- Aim
Reproduce the records below in full, swapping "a single line per point" for "one line for each point" wherever it occurs and leaving everything else unchanged.

(Coordinate labeling records)
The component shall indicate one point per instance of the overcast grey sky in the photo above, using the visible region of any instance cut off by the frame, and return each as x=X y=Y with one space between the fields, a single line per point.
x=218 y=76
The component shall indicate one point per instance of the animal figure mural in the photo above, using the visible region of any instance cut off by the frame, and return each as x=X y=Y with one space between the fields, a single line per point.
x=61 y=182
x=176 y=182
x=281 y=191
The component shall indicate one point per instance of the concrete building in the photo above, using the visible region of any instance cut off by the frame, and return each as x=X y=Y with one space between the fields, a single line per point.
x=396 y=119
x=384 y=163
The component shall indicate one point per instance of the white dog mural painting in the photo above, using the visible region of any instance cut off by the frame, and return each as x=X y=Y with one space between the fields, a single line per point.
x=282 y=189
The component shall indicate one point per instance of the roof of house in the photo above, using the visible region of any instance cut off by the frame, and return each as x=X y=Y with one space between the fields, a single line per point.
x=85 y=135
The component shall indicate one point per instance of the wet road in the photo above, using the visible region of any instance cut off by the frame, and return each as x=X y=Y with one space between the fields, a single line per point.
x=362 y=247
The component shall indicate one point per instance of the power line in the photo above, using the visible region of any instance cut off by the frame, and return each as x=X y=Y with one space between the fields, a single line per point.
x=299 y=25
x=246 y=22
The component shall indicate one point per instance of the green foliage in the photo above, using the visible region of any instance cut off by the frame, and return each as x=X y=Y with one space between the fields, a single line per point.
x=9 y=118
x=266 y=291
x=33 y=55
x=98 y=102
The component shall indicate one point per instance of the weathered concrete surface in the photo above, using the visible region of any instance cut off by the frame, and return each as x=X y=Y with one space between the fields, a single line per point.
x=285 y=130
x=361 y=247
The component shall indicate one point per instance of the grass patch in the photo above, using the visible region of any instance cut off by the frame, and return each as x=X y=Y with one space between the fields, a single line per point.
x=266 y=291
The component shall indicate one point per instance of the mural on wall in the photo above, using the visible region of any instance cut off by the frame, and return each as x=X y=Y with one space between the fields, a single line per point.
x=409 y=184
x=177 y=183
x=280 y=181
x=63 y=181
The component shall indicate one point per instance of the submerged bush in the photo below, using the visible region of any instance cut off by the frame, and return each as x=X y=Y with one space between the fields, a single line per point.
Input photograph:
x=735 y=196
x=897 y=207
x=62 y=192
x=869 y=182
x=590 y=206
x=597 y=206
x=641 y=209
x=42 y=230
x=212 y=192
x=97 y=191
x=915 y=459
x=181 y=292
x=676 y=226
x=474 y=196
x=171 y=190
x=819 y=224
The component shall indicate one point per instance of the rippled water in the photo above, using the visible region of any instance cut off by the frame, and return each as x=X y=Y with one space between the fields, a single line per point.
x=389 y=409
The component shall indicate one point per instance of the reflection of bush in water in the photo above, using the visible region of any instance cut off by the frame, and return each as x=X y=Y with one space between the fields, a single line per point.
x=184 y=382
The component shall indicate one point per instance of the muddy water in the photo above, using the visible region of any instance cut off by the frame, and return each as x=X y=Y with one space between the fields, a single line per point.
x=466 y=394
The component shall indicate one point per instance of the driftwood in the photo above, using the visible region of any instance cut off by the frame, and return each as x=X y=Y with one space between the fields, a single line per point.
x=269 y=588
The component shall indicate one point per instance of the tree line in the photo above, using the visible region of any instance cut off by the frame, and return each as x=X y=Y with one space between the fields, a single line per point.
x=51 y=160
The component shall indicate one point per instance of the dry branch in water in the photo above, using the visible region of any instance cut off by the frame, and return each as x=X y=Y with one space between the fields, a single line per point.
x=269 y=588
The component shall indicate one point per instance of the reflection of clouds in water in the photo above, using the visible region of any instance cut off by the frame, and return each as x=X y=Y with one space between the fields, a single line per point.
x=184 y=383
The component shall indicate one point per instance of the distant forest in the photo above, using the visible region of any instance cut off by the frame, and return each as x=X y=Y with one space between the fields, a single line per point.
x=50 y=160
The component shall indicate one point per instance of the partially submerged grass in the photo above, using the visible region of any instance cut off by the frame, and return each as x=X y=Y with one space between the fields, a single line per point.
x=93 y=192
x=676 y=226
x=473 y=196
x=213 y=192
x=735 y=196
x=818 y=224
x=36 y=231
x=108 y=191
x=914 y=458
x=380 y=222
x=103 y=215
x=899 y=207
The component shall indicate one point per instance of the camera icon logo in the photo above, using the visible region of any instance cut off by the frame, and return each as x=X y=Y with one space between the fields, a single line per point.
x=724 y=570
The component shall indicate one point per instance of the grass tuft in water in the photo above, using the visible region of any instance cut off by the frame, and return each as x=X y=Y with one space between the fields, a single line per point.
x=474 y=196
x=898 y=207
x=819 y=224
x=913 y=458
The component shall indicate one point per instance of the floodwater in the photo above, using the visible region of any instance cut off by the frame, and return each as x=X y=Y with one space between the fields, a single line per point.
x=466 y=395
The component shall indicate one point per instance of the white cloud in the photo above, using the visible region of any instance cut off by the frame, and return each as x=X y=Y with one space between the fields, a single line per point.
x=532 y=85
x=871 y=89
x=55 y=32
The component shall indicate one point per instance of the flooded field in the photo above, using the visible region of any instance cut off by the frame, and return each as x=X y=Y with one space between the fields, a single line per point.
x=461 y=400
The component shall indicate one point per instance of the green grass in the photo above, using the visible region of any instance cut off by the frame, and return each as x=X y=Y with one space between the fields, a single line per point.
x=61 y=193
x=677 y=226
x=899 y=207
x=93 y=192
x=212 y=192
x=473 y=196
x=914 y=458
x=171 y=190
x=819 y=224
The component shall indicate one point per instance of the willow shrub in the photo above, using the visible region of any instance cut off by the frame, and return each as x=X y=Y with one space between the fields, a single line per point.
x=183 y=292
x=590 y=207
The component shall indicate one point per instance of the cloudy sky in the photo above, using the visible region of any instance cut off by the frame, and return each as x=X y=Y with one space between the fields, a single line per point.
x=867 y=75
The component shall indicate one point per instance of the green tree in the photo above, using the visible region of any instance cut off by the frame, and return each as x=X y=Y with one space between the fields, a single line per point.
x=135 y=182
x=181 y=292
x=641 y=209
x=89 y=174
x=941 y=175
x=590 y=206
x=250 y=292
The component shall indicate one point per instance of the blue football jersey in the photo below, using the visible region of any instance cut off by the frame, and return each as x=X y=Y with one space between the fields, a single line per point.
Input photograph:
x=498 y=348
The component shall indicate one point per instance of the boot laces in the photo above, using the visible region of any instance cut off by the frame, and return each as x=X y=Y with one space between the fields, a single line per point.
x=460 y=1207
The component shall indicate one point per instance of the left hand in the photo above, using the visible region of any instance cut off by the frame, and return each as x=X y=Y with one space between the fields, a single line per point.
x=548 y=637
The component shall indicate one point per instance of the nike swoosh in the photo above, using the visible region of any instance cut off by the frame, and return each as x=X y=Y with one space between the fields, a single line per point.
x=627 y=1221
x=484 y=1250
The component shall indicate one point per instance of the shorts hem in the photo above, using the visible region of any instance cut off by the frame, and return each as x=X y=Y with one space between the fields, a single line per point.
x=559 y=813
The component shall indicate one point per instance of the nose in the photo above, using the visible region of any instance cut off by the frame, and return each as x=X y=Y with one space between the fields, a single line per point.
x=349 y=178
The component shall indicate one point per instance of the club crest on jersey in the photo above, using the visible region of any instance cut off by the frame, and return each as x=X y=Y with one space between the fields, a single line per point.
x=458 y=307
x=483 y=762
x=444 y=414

- Task output
The component shall indicate one point per instance of the overcast grey sky in the photo above, using the visible region of any instance cut off by the frame, and return each as x=X y=Y with one space between the fields, one line for each point.
x=218 y=76
The component shall indicate one point per instance of the animal figure mural in the photo above, using the visible region of any instance cut off by the frame, and return each as x=X y=Y with one space between the fields, one line for each point.
x=61 y=182
x=176 y=182
x=281 y=191
The component shall indicate one point per instance of the concrete building in the photo above, using the visible region of any instance cut off by the frame, and return each as x=X y=Y with one space between the fields, one line for each point.
x=396 y=119
x=384 y=163
The component shall indicate one point per instance of the white dog mural painting in the photo above, using the visible region of any instance cut off by the frame, and return each as x=X y=Y with one space between the fields, one line for each point.
x=282 y=189
The component shall indicate one point per instance of the roof of house in the photo above, using the visible region of any instance cut off by the frame, and return each as x=X y=Y with one space between the fields, one line for each point.
x=85 y=135
The component shall indicate one point per instance of the wet road in the photo above, using the visible region of any instance cut off by the frame, and return each as x=X y=Y with one space between the fields, one line for each point.
x=362 y=247
The component shall indicate one point per instance of the power line in the photo above, using the visible region of any instance cut off by the frame, and return each as x=X y=Y with one space between the fields, one line for each point.
x=299 y=25
x=246 y=22
The component shall indicate one point per instance of the green foliage in the photo above, using the visible region of any instance cut off by the frame, and return each as x=X y=Y with one space between the fields, one line for each point.
x=9 y=118
x=266 y=291
x=33 y=55
x=98 y=102
The component shall indicate one point per instance of the weathered concrete surface in the photo above, using the visible region of any instance cut off by the frame, and return each as x=X y=Y with one space between the fields, one line for each point.
x=285 y=130
x=361 y=247
The component shall indicate one point per instance of the grass patch in the photo above, using the visible region of any instance cut off by the frame, and return each as x=X y=Y with one space between the fields, one line for each point.
x=266 y=291
The component shall indicate one point per instance of the mural on wall in the photo above, using the visible region of any instance cut off by the frame, and return each as x=X y=Y with one space between the fields, one line for each point.
x=409 y=184
x=177 y=183
x=280 y=181
x=63 y=181
The component shall indicate one point per instance of the submerged bush in the photo below, using the visible region of any instance cut off by the frame, and return each as x=X y=Y with one space between the fields, one line for each point.
Input photograph:
x=735 y=196
x=897 y=207
x=62 y=192
x=869 y=182
x=590 y=206
x=597 y=206
x=641 y=209
x=42 y=230
x=212 y=192
x=97 y=191
x=915 y=459
x=181 y=292
x=676 y=226
x=474 y=196
x=171 y=190
x=819 y=224
The component shall indicate one point per instance of the rippled water in the photo above, using the visible region of any instance cut off by the frame, and return each as x=X y=Y with one space between the fields, one line for each point.
x=389 y=409
The component shall indicate one point per instance of the reflection of bush in water in the photo above, using the visible region of any instance cut off by the frame, and return each as x=X y=Y with one space between the fields, one line for each point.
x=184 y=382
The component shall indicate one point per instance of the muddy water in the photo above, using the visible region of any instance cut off by the frame, and return each as x=X y=Y with one space between the fields, one line for each point.
x=466 y=394
The component shall indicate one point per instance of the driftwood in the photo above, using the visible region of any instance cut off by the frame, and return each as x=X y=Y with one space between the fields, one line for each point.
x=269 y=588
The component shall indicate one point per instance of the tree line in the photo above, using the visible region of any instance cut off by the frame, and return each as x=X y=Y with one space between the fields, one line for each point.
x=51 y=160
The component shall indicate one point per instance of the dry branch in water in the photo above, using the visible region of any instance cut off by the frame, and return each as x=X y=Y with one space between the fields, one line for each point.
x=269 y=588
The component shall indicate one point per instance of the reflection of clouds in water in the photo above, using the visible region of any instance cut off by the frame, and return each as x=X y=Y with one space between the fields, one line for each point.
x=184 y=383
The component shall indicate one point per instance of the distant forest in the photo above, using the visible region of any instance cut off by the frame, and return each as x=X y=Y with one space between the fields, one line for each point.
x=50 y=160
The component shall indicate one point per instance of the partially submerged grass in the photo above, using the visible region of any instance cut off by the frame, and return each as x=X y=Y with one space between the fields, one line for each point.
x=93 y=192
x=676 y=226
x=473 y=196
x=213 y=192
x=735 y=196
x=818 y=224
x=36 y=231
x=108 y=191
x=914 y=458
x=380 y=222
x=103 y=215
x=899 y=207
The component shall indicate one point per instance of the camera icon logo in the photo above, using the visible region of any instance cut off by the frame, and return each as x=X y=Y with one space between the fields, one line for each point.
x=724 y=570
The component shall indicate one point per instance of the grass tuft in water in the photo above, using the visible region of any instance cut off by the frame, and return each as x=X y=Y with one space between the fields, one line for each point.
x=474 y=196
x=898 y=207
x=819 y=224
x=913 y=458
The component shall indicate one point per instance of the floodwater in the photo above, using the visible region of any instance cut off by the frame, and return each as x=X y=Y with one space between the fields, one line for each point.
x=466 y=395
The component shall indicate one point per instance of the white cloud in the photo above, using the visible region of any instance cut off by the frame, and return each as x=X y=Y with one space between the fields, one line for each point.
x=532 y=85
x=871 y=89
x=55 y=32
The component shall indicate one point per instance of the flooded field in the photo above, using the visible region of any instance cut off by the frame, and return each as x=X y=Y with one space between the fields, one line for each point.
x=461 y=400
The component shall indicate one point per instance of the green grass in the photo above, using the visible region of any instance cut off by the frame, and return each as x=X y=Y with one space between the fields, one line for each point.
x=61 y=193
x=677 y=226
x=899 y=207
x=93 y=192
x=212 y=192
x=473 y=196
x=914 y=458
x=171 y=190
x=819 y=224
The component shall indicate one point per instance of the willow shrub in the photo above, using the visible region of any instance cut off by the frame, and return each as x=X y=Y with one space between the fields, one line for each point.
x=183 y=292
x=590 y=207
The component shall indicate one point per instance of the cloudy sky in the photo above, using the visible region of any instance cut off by the frame, and return each as x=X y=Y with one space between the fields, one line for each point.
x=867 y=75
The component shall indicate one point per instance of the green tree in the photo above, using the visible region of any instance cut off by the frame, and return each as x=X y=Y with one space between the fields, one line for each point.
x=135 y=182
x=181 y=292
x=641 y=209
x=89 y=174
x=941 y=175
x=590 y=206
x=250 y=292
The component shall indicate one point per instance of the blue football jersey in the photo below, using the visible region of any instance cut off by the frame, and return each as x=X y=Y with one space between the fields, one line for each point.
Input photograph:
x=498 y=348
The component shall indicate one point per instance of the boot laces in the photo above, using the visible region of any instance cut off by the frame, and return each as x=X y=Y with one space between the fields, one line for each point.
x=460 y=1207
The component shall indicate one point per instance of the left hand in the photo above, using the visible region of any instance cut off by the frame, and return each as x=X y=Y with one space between the fields, one line for each point.
x=548 y=637
The component shall indicate one point per instance of the nike swoosh in the photo above, using the visible region of any instance cut off by the frame, and return each as x=X y=Y with one space between the fields, one line for each point.
x=627 y=1221
x=484 y=1250
The component shall indicate one point per instance of the shorts hem in the photo above, using the visible region of any instance cut off by the frame, and return each as x=X y=Y with one space between the fields, one line for each point.
x=559 y=813
The component shall indicate one point per instance of the nose in the photo above, using the visible region of any instance cut off by the frame, and return each as x=X y=Y with one space between the fields, one line for each point.
x=349 y=178
The component shall indicate one point per instance of the club crest on jersey in the photo above, using the visible region of any instance cut off by the frame, and return each as x=X y=Y with one space between the fields, one line for each point.
x=458 y=307
x=483 y=762
x=444 y=414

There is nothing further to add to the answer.